:: The problem ::
Every line from the one bearing "Where can you see the doorway" through the last line of the entries should be printed exactly, with no other output.

:: Records to process ::
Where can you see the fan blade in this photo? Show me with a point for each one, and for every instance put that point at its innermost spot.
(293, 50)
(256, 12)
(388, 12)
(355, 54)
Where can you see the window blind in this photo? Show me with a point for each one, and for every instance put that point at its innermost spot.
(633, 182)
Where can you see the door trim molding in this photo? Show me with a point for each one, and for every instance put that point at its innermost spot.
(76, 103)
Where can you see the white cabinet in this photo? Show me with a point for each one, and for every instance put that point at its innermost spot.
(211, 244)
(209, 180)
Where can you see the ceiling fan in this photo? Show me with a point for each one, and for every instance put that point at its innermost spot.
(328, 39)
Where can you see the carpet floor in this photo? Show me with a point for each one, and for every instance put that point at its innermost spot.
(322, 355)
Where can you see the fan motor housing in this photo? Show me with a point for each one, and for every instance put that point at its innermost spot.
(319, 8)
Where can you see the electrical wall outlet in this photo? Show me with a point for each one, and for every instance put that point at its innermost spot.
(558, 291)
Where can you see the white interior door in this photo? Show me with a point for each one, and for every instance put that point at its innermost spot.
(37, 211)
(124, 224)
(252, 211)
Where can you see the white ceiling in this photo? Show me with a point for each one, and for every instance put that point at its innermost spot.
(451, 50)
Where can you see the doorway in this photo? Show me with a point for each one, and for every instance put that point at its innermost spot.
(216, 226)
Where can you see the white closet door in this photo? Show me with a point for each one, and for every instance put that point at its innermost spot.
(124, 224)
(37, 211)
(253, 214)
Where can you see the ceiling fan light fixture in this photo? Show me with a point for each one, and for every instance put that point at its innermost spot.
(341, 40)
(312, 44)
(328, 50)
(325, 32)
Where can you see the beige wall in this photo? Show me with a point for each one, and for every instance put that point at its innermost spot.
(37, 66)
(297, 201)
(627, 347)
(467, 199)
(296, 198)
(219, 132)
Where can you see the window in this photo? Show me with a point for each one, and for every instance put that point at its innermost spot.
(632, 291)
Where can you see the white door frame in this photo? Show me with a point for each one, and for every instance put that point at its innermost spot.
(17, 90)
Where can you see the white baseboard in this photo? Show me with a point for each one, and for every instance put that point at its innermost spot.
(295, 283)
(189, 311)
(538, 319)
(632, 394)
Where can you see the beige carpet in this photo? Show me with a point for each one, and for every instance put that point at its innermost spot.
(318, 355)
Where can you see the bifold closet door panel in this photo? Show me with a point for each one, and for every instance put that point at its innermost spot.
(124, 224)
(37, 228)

:: Exercise solution ::
Where can you see the doorway in this photo? Show me with a point for each one, and for every instance put that point at its innermost spot.
(216, 226)
Where can you see the white closet door in this photo? Show me with a point for each one, and for every instance put that point at its innermost spot.
(124, 224)
(37, 211)
(253, 214)
Where can you see the ceiling fan light fixture in this photo? Show me with a point for each one, and for every instance put that point at its innermost spot.
(341, 40)
(312, 44)
(328, 50)
(325, 32)
Where can you see the beige wall in this photo? Show me with a point for each one, and for every instance put that point at its innermost spot.
(37, 66)
(297, 201)
(627, 347)
(467, 199)
(296, 198)
(219, 132)
Where can you see the window in this photo? Show me with a point for each one, and for every instance put that point at its innermost spot.
(632, 291)
Where can you see the white door frame in this photo? Show me with a point for each one, and for every instance put that point at its innermost spot.
(17, 90)
Where can you see the white baseboard in this photo? Show me with a point for each one, and for every instance put that point at its innermost spot.
(295, 283)
(189, 311)
(538, 319)
(632, 394)
Where can you see the beige carpet in this photo? Show me with a point for each one, and for every instance put that point at its innermost spot.
(318, 355)
Where can you see the bifold closet door panel in this photo? Show me with a point for each one, and for every instance put that point at its innermost spot.
(124, 224)
(37, 228)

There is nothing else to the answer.